Wherever the word "coffee" appears in the entries, copy the whole line.

==================================================

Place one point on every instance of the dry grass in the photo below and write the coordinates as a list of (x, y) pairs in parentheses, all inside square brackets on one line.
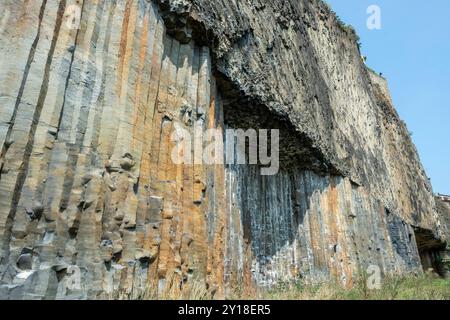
[(424, 287)]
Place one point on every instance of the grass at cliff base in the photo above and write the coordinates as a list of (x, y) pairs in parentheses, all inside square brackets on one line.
[(423, 287)]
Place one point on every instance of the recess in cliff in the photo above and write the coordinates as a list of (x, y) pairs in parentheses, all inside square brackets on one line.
[(92, 203)]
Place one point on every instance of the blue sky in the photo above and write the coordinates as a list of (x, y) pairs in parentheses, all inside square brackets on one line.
[(412, 50)]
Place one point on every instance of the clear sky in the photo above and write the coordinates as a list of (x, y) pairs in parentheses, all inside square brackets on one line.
[(412, 50)]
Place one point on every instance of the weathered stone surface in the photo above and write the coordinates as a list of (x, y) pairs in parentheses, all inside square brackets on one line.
[(88, 190)]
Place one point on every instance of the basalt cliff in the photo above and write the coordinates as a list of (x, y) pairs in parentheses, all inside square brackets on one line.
[(90, 94)]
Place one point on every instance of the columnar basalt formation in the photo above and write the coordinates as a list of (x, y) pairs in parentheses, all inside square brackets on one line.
[(89, 103)]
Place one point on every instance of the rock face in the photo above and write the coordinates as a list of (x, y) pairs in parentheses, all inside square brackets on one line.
[(439, 258), (91, 203)]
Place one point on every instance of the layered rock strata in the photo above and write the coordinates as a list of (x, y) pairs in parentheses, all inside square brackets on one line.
[(90, 95)]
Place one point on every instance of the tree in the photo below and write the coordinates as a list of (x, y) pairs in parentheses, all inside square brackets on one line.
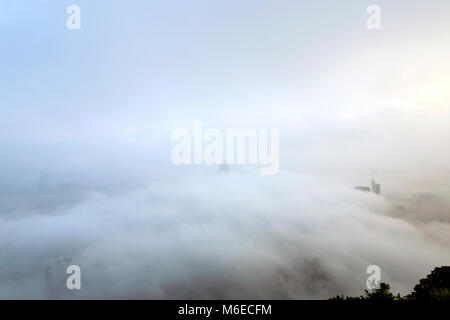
[(436, 286)]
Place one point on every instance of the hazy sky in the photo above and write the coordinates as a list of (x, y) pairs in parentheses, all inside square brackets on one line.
[(86, 118)]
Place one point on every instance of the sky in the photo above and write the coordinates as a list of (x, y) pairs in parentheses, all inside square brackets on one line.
[(86, 118)]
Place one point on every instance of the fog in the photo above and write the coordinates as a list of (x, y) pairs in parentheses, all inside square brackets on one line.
[(86, 176)]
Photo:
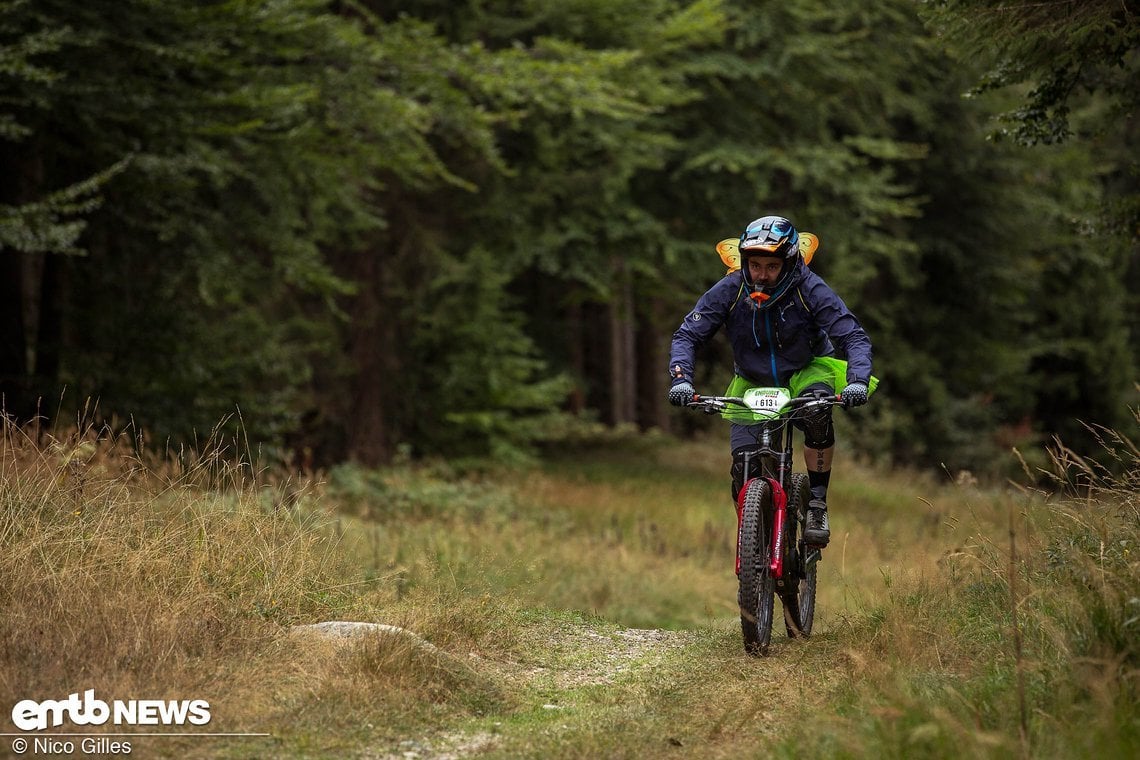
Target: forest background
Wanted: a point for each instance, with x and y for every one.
(361, 230)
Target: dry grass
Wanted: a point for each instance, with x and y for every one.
(179, 577)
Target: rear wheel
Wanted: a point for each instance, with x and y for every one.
(799, 604)
(757, 593)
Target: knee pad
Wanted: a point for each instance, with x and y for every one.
(819, 431)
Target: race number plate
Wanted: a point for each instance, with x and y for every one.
(766, 402)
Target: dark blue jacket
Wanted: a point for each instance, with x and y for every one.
(768, 345)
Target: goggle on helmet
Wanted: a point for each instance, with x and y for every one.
(770, 236)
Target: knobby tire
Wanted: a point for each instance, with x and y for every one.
(757, 590)
(799, 604)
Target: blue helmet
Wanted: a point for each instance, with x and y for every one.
(770, 236)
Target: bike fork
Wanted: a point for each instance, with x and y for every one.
(780, 514)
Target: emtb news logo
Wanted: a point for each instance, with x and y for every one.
(32, 716)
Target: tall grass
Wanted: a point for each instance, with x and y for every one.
(178, 577)
(952, 618)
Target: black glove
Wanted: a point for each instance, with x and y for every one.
(854, 394)
(682, 393)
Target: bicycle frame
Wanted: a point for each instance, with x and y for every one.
(779, 563)
(773, 459)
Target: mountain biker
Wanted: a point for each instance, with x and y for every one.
(784, 325)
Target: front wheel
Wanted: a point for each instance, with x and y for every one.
(757, 590)
(799, 604)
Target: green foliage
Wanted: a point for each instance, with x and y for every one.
(336, 213)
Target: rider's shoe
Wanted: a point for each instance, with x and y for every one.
(816, 532)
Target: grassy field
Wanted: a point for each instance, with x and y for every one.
(579, 609)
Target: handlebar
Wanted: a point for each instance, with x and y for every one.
(713, 405)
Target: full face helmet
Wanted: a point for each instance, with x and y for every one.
(770, 236)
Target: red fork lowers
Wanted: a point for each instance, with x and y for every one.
(780, 504)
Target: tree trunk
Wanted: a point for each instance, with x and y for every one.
(652, 343)
(371, 346)
(623, 349)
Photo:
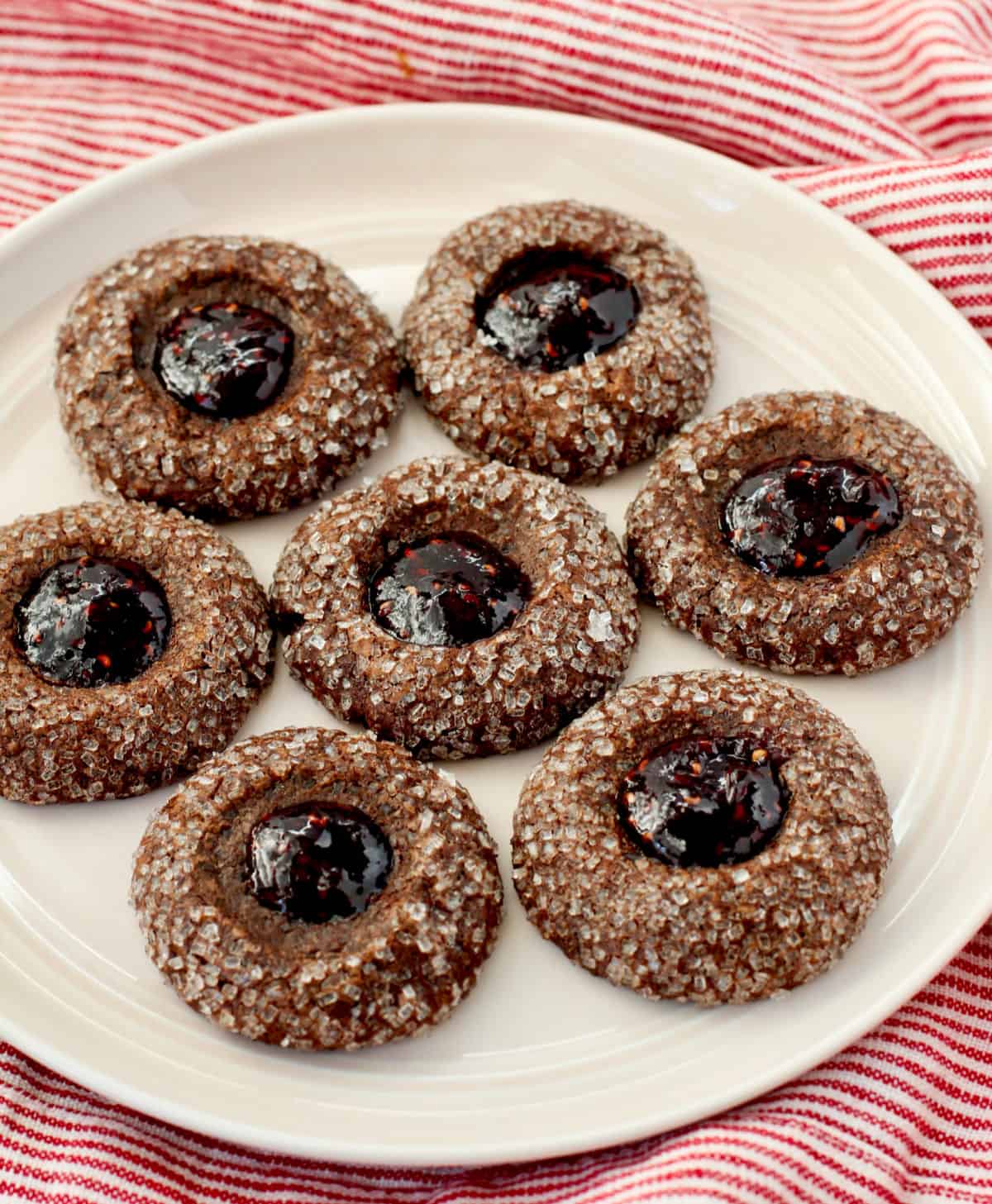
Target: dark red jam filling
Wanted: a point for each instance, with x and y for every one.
(447, 590)
(703, 802)
(317, 861)
(551, 310)
(92, 621)
(807, 516)
(224, 360)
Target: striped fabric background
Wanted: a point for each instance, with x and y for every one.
(880, 108)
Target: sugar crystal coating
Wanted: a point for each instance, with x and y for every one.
(332, 408)
(894, 601)
(569, 645)
(708, 935)
(392, 971)
(68, 745)
(586, 421)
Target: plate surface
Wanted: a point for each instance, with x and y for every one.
(542, 1059)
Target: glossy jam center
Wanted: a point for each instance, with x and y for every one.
(807, 516)
(90, 621)
(317, 861)
(224, 360)
(447, 590)
(551, 310)
(696, 802)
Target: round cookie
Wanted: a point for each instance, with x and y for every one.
(265, 332)
(389, 971)
(582, 421)
(121, 709)
(565, 637)
(904, 584)
(723, 933)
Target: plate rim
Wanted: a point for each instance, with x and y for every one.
(253, 1135)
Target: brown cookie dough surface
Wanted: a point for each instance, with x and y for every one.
(709, 935)
(65, 743)
(135, 440)
(392, 971)
(570, 643)
(897, 598)
(585, 421)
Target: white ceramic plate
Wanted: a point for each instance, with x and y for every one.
(542, 1059)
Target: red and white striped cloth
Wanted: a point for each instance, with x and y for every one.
(880, 108)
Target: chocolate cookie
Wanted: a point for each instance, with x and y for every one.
(807, 532)
(132, 645)
(224, 376)
(560, 337)
(710, 837)
(318, 890)
(455, 607)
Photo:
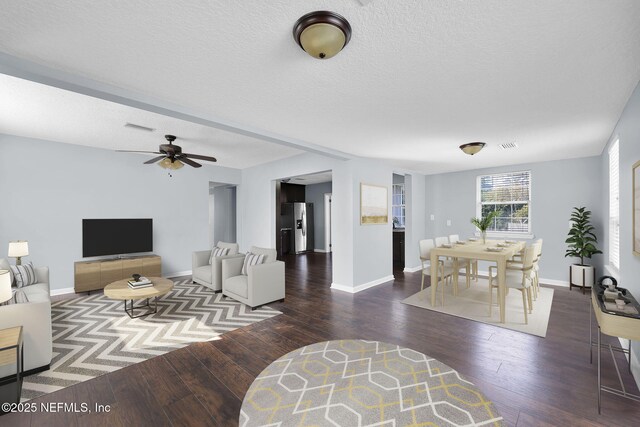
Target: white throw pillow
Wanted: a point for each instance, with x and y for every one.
(216, 252)
(24, 275)
(251, 259)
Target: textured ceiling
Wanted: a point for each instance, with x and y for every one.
(418, 79)
(38, 111)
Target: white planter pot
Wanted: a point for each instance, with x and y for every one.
(582, 275)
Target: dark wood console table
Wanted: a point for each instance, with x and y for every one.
(617, 324)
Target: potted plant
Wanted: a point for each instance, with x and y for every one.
(582, 244)
(483, 224)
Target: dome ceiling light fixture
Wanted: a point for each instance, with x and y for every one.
(472, 147)
(322, 34)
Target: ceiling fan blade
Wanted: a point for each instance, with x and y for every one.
(199, 157)
(155, 159)
(186, 160)
(135, 151)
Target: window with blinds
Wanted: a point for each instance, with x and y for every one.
(614, 205)
(509, 194)
(398, 205)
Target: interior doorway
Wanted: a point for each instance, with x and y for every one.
(222, 213)
(300, 219)
(327, 223)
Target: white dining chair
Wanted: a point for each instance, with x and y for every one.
(537, 245)
(473, 263)
(445, 271)
(520, 278)
(442, 241)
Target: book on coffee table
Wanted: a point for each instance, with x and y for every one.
(140, 281)
(145, 285)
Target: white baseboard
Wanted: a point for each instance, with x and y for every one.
(359, 288)
(553, 282)
(62, 291)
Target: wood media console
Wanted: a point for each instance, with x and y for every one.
(96, 274)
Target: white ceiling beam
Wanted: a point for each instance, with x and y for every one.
(38, 73)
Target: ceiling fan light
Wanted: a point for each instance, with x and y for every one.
(322, 34)
(166, 163)
(472, 147)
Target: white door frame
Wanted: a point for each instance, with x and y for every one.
(327, 222)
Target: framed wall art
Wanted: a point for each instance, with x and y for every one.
(374, 204)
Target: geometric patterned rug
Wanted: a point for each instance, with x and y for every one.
(363, 383)
(92, 335)
(473, 303)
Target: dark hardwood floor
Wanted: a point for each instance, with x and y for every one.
(533, 381)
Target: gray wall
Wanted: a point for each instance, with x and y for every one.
(556, 187)
(398, 179)
(224, 214)
(50, 187)
(315, 194)
(415, 225)
(628, 131)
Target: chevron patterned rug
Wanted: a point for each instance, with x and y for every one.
(93, 335)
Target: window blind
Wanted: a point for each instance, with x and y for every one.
(510, 195)
(614, 205)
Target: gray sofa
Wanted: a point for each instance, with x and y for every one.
(264, 283)
(210, 275)
(35, 318)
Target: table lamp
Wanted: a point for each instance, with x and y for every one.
(5, 286)
(18, 249)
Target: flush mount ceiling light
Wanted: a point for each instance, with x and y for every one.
(472, 147)
(322, 34)
(172, 164)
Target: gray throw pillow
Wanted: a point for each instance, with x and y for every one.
(24, 275)
(216, 252)
(251, 259)
(19, 297)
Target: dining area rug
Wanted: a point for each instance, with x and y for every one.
(473, 303)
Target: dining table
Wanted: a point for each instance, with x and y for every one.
(498, 251)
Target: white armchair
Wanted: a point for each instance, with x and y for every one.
(35, 318)
(210, 275)
(263, 283)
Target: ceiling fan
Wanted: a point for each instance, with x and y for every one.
(171, 156)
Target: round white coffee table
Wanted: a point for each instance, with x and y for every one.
(121, 290)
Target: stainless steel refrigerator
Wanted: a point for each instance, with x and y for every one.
(299, 217)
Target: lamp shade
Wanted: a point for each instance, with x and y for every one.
(472, 147)
(18, 248)
(5, 286)
(166, 163)
(322, 34)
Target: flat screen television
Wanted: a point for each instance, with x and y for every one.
(116, 236)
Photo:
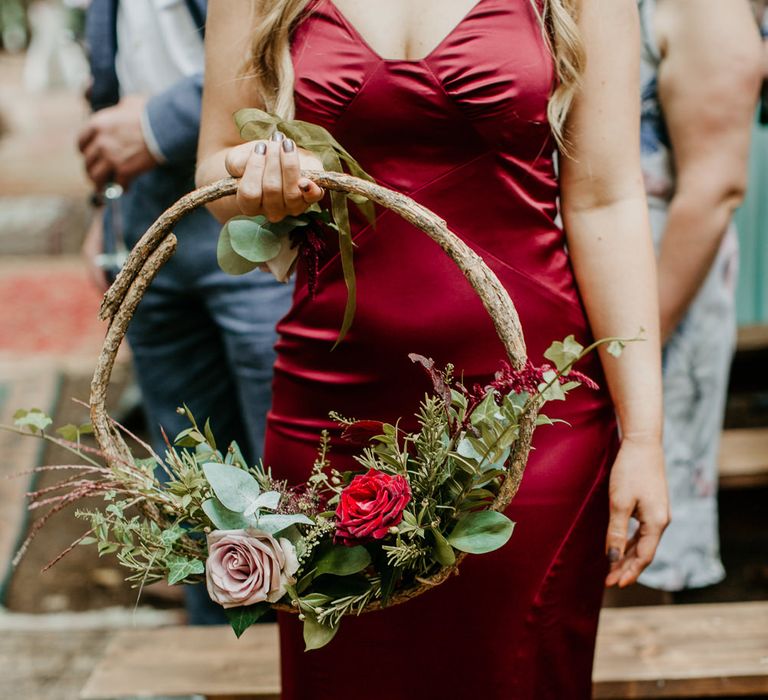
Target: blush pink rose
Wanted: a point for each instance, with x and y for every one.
(245, 567)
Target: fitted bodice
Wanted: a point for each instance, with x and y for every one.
(463, 130)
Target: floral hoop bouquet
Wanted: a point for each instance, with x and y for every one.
(343, 543)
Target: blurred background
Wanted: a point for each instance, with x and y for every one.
(53, 626)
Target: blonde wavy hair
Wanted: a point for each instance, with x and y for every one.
(271, 66)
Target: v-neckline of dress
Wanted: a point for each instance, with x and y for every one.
(415, 61)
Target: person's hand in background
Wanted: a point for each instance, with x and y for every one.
(113, 143)
(92, 248)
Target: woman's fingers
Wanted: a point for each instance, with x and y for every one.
(310, 192)
(273, 202)
(270, 178)
(639, 550)
(616, 539)
(237, 158)
(249, 191)
(292, 195)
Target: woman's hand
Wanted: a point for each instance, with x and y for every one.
(270, 177)
(638, 488)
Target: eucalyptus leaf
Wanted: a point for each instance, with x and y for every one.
(315, 634)
(209, 434)
(274, 524)
(251, 240)
(343, 561)
(180, 568)
(229, 261)
(243, 617)
(442, 551)
(34, 419)
(225, 519)
(481, 532)
(234, 487)
(269, 500)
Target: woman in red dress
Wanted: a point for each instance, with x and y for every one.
(460, 104)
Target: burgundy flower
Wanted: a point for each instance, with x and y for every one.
(369, 506)
(530, 377)
(361, 432)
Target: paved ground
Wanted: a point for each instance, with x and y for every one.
(49, 340)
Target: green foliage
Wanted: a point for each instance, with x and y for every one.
(243, 617)
(481, 531)
(256, 124)
(317, 634)
(182, 568)
(33, 419)
(564, 353)
(342, 561)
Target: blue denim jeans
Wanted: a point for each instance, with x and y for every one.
(206, 339)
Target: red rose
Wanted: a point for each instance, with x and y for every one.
(369, 506)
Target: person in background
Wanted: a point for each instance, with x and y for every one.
(700, 78)
(199, 336)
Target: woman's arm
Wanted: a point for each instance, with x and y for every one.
(709, 81)
(269, 170)
(606, 220)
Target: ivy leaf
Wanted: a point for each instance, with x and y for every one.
(616, 347)
(240, 619)
(234, 487)
(180, 568)
(564, 353)
(316, 635)
(34, 419)
(481, 532)
(343, 561)
(225, 519)
(554, 390)
(69, 432)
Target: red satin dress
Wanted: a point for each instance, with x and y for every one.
(464, 132)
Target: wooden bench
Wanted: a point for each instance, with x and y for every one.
(752, 338)
(651, 652)
(744, 458)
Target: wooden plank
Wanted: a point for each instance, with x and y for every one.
(682, 651)
(752, 338)
(187, 661)
(649, 652)
(744, 458)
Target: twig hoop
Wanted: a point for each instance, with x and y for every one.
(158, 244)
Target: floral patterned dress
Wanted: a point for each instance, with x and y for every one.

==================================================

» Response area
Target: book on coffee table
Target: round white coffee table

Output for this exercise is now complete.